PAGE EXTRACT.
──────

Terrestrial radiation can be ablated using lead shielding and through actively choosing low radioactivity materials. However, cosmogenic radiation travels with such a high momentum that it is very difficult to shield and presents a big challenge for solid-state quantum processors.
Impact of Radiation on Quantum Technology
Ionising radiation can change the quantum coherence and electrical response of superconducting circuits because it ionises the atoms within the circuit substrate. This generates high-energy electron-hole pairs that cascade when they relax, leading to electron-hole recombination, the generation of secondary charge carriers, and the release of phonons. A portion of the energy that hits the substrate gets transferred to the superconducting circuit, generating non-equilibrium quasiparticles that affect the performance of the circuit.
The effect of quasiparticles and ionising radiation on the performance of superconducting circuits has been widely studied—especially for quantum information processing applications. For example, manufactured radioactive radiation sources have been shown to have excessive levels of ionising radiation, which increase the average energy-decay rate of superconducting transmon qubits (designed to have a reduced sensitivity to noise) and increase the rate of quasiparticle-induced phase slips in fluxonium qubits (qubits with longer coherence times).
Studies have shown that lead shields can reduce qubit decay rates, and performing the operations underground (where there is a lot of Earth to block cosmic radiation and less terrestrial radiation) has been found to reduce the rate of quasiparticle bursts and phase slips.
It’s also been found that ionising radiation is responsible for:
- Spatiotemporally correlated anomalies in multiqubit arrays—such as correlated charge-offsets
- Increase in the rate and energy of chip-scale failure events
- Inhibiting the decoding of quantum error detection protocols
New Study Shows Cosmic Ray Radiation Can Impact Quantum Technology
While ionising radiation has long been linked to spatiotemporally correlated qubit errors, researchers had not directly proven whether terrestrial or cosmogenic radiation was responsible for chip-scale superconducting qubit failures. Until recently, this had only been inferred through modelling and simulation. A new experimental study has now provided clear evidence connecting cosmic rays to correlated quantum errors, confirming what theorists have long suspected.

──────

ENTRIES PROVIDED.
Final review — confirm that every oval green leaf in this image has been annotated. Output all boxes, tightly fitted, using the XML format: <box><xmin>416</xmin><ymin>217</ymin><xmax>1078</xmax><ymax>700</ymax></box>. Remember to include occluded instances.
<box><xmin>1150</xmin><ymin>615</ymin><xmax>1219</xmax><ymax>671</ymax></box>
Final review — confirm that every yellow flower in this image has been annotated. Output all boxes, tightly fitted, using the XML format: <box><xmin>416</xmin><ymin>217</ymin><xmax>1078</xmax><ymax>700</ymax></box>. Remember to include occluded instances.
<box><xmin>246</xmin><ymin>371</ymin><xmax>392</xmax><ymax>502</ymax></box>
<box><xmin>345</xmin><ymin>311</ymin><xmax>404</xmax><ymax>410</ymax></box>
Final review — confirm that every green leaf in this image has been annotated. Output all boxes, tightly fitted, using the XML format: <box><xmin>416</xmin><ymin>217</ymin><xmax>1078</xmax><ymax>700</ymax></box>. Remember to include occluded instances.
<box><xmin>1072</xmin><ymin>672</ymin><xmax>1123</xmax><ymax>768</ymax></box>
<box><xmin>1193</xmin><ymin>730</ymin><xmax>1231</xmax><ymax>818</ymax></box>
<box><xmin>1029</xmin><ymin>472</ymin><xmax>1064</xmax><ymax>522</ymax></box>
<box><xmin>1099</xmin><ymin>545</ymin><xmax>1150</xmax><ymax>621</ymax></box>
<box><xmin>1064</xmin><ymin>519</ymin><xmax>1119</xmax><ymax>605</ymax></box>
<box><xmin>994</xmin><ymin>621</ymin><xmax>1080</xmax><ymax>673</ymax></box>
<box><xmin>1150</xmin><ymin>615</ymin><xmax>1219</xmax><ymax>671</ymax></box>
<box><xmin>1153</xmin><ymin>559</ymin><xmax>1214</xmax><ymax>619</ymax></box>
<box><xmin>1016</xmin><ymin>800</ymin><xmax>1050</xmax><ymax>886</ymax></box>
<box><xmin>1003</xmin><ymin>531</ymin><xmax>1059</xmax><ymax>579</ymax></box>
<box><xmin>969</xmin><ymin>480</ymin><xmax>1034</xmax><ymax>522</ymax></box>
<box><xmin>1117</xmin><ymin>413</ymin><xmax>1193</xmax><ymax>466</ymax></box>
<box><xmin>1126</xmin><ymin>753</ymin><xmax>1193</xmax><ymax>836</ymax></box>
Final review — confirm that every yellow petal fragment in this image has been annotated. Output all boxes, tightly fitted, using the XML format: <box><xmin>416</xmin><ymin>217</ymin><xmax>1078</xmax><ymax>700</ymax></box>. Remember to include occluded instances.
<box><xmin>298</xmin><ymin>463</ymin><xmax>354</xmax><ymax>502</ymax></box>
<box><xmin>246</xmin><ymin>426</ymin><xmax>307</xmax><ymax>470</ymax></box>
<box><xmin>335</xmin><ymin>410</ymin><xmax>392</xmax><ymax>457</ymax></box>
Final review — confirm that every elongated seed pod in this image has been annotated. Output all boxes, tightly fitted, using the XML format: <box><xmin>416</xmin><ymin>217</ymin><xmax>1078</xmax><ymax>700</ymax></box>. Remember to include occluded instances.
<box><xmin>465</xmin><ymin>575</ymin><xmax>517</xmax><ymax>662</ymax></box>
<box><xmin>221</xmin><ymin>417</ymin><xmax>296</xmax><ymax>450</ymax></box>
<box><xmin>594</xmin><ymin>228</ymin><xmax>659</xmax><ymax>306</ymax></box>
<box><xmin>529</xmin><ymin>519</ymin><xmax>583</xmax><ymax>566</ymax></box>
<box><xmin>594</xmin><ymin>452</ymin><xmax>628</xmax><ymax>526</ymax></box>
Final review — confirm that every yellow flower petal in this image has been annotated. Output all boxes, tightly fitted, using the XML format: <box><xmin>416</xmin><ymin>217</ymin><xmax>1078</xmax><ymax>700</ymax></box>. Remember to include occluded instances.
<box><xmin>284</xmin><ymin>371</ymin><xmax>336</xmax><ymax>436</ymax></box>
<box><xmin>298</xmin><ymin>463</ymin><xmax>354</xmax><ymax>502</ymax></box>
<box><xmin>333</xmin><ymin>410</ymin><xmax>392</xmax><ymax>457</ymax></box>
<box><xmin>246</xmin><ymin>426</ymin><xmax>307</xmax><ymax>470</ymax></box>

──────

WORK TO BE COMPLETED. Pick up the piece on radiation and superconducting quantum circuits after its last sentence and carry it further.

ANSWER TO THE EXERCISE.
Direct Evidence Linking Cosmic Rays to Qubit Errors
To visualise how researchers traced cosmic particles to qubit instability, the study included a synchronous detection setup combining superconducting qubit readouts with nearby cosmic-ray sensors. This arrangement allowed precise correlation between particle strikes and multi-qubit relaxation events.
In the study, researchers monitored a 10-transmon qubit array distributed across a 5 × 5 × 0.35 mm³ silicon chip for over 266 hours. They synchronised qubit energy-relaxation measurements with data from six scintillating cosmic-ray detectors placed beneath the cryostat. This approach enabled the team to observe coincident events between cosmic radiation and correlated qubit relaxation, effectively tracking the impact of cosmic particles on superconducting circuits.
The results were striking. Around 17.1 ± 1.3% of all correlated errors in the qubit array were directly linked to cosmic rays and their secondary particles, with the remainder primarily attributed to terrestrial gamma radiation. Unlike terrestrial radiation, which affected up to four qubits, cosmic rays impacted all ten qubits simultaneously. These findings closely matched computational models based on GEANT4 muon flux data, reinforcing the reliability of the observations.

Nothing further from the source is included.